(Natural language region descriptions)

=====

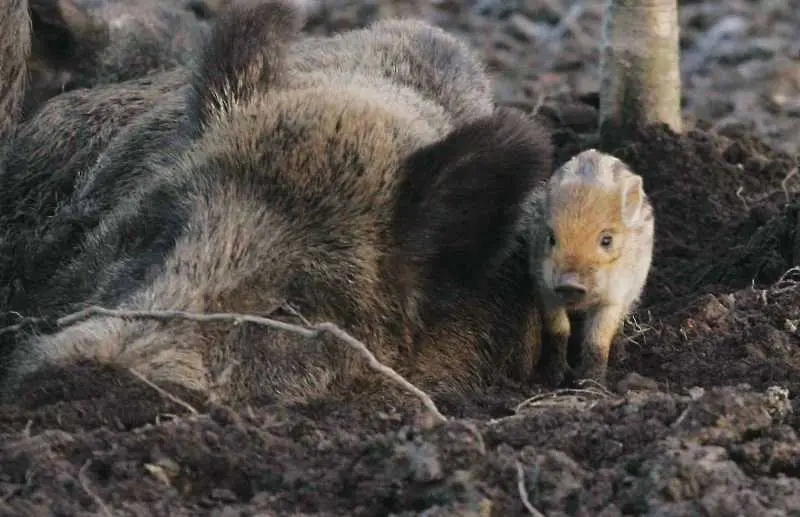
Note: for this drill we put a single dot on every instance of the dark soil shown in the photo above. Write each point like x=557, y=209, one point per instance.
x=701, y=418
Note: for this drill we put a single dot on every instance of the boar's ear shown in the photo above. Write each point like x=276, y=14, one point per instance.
x=244, y=55
x=64, y=31
x=633, y=199
x=462, y=197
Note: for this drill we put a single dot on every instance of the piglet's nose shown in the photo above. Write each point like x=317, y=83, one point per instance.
x=570, y=288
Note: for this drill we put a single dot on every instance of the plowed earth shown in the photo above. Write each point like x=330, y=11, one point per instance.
x=701, y=414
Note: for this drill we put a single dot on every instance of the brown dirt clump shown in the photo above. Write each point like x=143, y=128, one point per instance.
x=700, y=419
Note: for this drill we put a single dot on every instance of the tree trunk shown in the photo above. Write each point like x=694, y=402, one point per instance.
x=640, y=80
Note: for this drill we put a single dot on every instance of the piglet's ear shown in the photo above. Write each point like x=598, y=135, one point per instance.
x=245, y=55
x=632, y=197
x=462, y=197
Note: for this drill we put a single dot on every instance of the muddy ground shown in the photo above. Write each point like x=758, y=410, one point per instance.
x=701, y=414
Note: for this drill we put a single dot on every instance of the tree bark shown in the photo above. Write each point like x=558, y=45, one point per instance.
x=640, y=80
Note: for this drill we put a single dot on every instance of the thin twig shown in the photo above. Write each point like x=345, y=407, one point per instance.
x=312, y=331
x=523, y=492
x=164, y=393
x=22, y=323
x=85, y=485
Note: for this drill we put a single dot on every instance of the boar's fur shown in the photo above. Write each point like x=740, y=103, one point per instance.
x=365, y=179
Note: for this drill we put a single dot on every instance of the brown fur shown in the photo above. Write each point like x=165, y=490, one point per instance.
x=15, y=45
x=592, y=197
x=354, y=191
x=84, y=43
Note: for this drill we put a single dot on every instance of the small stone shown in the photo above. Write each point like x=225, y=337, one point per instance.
x=635, y=382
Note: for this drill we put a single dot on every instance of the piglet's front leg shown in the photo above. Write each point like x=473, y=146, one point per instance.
x=555, y=338
x=599, y=329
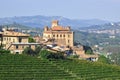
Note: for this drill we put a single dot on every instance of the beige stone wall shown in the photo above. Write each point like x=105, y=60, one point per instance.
x=62, y=37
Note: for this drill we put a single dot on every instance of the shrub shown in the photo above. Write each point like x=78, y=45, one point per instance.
x=2, y=51
x=49, y=55
x=29, y=51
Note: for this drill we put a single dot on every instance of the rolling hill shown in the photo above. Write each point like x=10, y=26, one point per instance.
x=22, y=67
x=41, y=21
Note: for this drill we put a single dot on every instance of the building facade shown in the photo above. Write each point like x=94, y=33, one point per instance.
x=16, y=42
x=62, y=36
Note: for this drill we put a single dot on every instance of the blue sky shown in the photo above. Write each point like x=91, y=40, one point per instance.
x=73, y=9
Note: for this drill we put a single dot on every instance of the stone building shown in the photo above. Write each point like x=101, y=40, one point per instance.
x=16, y=42
x=62, y=36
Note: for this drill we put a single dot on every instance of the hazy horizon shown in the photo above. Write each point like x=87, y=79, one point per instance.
x=73, y=9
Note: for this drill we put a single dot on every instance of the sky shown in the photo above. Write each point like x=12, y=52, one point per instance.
x=73, y=9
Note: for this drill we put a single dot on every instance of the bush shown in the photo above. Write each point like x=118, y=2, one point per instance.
x=103, y=59
x=2, y=51
x=29, y=51
x=49, y=55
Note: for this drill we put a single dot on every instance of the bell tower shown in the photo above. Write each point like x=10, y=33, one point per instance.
x=54, y=23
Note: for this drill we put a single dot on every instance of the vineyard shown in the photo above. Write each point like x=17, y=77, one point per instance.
x=23, y=67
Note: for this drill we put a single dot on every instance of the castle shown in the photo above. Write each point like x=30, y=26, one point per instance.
x=62, y=36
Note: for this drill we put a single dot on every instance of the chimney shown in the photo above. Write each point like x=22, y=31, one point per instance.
x=54, y=23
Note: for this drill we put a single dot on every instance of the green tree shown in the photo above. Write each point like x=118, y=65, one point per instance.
x=38, y=49
x=103, y=59
x=29, y=51
x=49, y=55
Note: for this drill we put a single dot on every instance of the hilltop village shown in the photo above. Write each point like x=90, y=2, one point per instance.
x=56, y=38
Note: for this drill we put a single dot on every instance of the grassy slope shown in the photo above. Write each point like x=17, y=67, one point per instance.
x=19, y=67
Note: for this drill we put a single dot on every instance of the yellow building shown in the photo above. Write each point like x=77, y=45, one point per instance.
x=16, y=42
x=63, y=36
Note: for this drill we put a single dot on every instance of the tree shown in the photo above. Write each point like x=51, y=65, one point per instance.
x=29, y=51
x=38, y=49
x=103, y=59
x=88, y=50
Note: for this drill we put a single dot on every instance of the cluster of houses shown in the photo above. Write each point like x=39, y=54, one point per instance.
x=56, y=37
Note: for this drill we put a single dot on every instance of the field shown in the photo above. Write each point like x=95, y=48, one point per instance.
x=22, y=67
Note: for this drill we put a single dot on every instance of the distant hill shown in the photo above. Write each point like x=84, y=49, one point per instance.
x=41, y=21
x=106, y=26
x=22, y=67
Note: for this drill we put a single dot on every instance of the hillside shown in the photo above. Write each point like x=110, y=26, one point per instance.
x=41, y=21
x=22, y=67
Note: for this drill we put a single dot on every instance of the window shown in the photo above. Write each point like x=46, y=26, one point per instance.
x=29, y=46
x=49, y=36
x=23, y=46
x=57, y=35
x=4, y=38
x=20, y=39
x=13, y=40
x=68, y=41
x=53, y=35
x=16, y=46
x=9, y=39
x=68, y=35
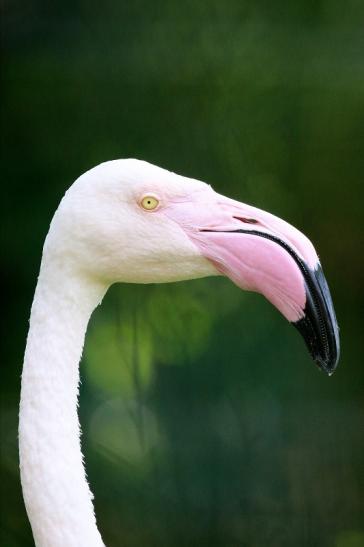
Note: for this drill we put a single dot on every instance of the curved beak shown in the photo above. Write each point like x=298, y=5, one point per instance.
x=262, y=253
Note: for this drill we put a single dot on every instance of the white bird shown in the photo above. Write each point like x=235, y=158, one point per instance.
x=129, y=221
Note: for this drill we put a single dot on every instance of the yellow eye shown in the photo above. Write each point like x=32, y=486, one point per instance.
x=149, y=203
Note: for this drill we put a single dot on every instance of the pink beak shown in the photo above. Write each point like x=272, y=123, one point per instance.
x=262, y=253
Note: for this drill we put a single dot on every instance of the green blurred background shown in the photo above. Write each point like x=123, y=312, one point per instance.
x=205, y=422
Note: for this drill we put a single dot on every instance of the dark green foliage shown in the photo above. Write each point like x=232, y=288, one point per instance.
x=205, y=422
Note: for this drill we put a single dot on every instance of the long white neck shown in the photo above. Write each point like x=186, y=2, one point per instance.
x=57, y=496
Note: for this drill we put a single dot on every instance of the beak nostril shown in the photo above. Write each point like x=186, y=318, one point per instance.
x=247, y=220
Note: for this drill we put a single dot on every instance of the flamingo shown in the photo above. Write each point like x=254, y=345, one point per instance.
x=130, y=221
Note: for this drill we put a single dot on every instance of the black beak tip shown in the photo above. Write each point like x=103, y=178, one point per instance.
x=318, y=326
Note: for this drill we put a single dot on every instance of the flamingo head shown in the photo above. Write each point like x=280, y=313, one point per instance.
x=130, y=221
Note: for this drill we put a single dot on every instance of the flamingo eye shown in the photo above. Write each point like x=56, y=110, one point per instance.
x=149, y=203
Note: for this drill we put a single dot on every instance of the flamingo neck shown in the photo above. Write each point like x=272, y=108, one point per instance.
x=56, y=493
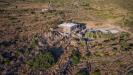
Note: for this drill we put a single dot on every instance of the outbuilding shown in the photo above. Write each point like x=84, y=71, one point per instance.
x=71, y=27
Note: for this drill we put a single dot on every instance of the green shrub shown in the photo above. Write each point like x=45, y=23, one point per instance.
x=96, y=72
x=75, y=57
x=41, y=61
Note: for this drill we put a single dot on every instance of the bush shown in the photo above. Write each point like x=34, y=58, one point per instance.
x=42, y=61
x=75, y=57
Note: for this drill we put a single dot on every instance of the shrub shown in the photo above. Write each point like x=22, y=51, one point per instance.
x=75, y=57
x=42, y=61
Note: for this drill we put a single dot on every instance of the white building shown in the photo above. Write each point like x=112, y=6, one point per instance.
x=68, y=27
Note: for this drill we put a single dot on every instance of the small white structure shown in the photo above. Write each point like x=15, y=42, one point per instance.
x=68, y=27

=====

■ **WHAT TO DO**
Beginning with the line that contains "y=313, one point per instance.", output every line down to the last line of the entries above exactly as written, apart from the pictures.

■ **SOLVED PROBLEM**
Note: for this drill we put a single dot on every instance of the flamingo head shown in the photo above. Write each point like x=280, y=313, one point per instance.
x=130, y=221
Note: for this drill we put a single dot on every instance of the flamingo eye shown in the photo above. Write each point like x=56, y=110, one point per instance.
x=149, y=203
Note: for this drill we put a single dot on every instance of the flamingo neck shown in the photo above. Write each point like x=272, y=108, one point per instance.
x=56, y=493
Note: for this drill we put a single dot on every instance of the outbuilding shown in the photo above. Write each point like x=84, y=71, one point per instance.
x=71, y=27
Note: for this drill we put a single dot on every instance of the green shrub shown in the photo above. Write each point like x=45, y=23, one point per instance.
x=96, y=72
x=75, y=57
x=41, y=61
Note: for this drill we put a single dot on every instance of the bush shown in the photo above. Write each point like x=34, y=58, one point per instance.
x=42, y=61
x=75, y=57
Note: for this drill we put a single dot on every instance of the shrub shown in the photo above. Write each point like x=22, y=51, one point per instance.
x=75, y=57
x=42, y=61
Note: for this drill we put a single dot on every instance of the white building shown in the photo above. Write each point like x=112, y=6, one point per instance.
x=68, y=27
Note: for this drill we put a single dot on every instance of the small white structure shown in the photo above. Write each point like x=15, y=42, one point per instance.
x=68, y=27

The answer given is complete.